'''
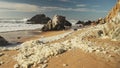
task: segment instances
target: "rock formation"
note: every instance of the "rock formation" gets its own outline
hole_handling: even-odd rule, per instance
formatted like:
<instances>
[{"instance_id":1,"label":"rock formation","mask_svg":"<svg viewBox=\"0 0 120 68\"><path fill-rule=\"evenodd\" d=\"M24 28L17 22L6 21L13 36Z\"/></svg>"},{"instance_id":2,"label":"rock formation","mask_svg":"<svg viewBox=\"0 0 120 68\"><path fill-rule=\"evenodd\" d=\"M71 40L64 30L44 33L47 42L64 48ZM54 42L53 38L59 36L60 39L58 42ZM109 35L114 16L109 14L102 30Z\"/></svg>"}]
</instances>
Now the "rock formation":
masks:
'''
* **Work required**
An exact, picture-free copy of the listing above is the goal; write it out now.

* **Solution to the problem**
task: segment instances
target: "rock formation"
note: every instance of the "rock formation" gets its own outline
hole_handling: even-odd rule, per instance
formatted like:
<instances>
[{"instance_id":1,"label":"rock formation","mask_svg":"<svg viewBox=\"0 0 120 68\"><path fill-rule=\"evenodd\" d=\"M24 28L17 22L6 21L13 36Z\"/></svg>"},{"instance_id":2,"label":"rock formation","mask_svg":"<svg viewBox=\"0 0 120 68\"><path fill-rule=\"evenodd\" d=\"M71 40L64 30L44 33L47 42L64 48ZM54 42L53 38L59 36L60 39L58 42ZM109 35L114 16L109 14L102 30Z\"/></svg>"}]
</instances>
Now the "rock formation":
masks:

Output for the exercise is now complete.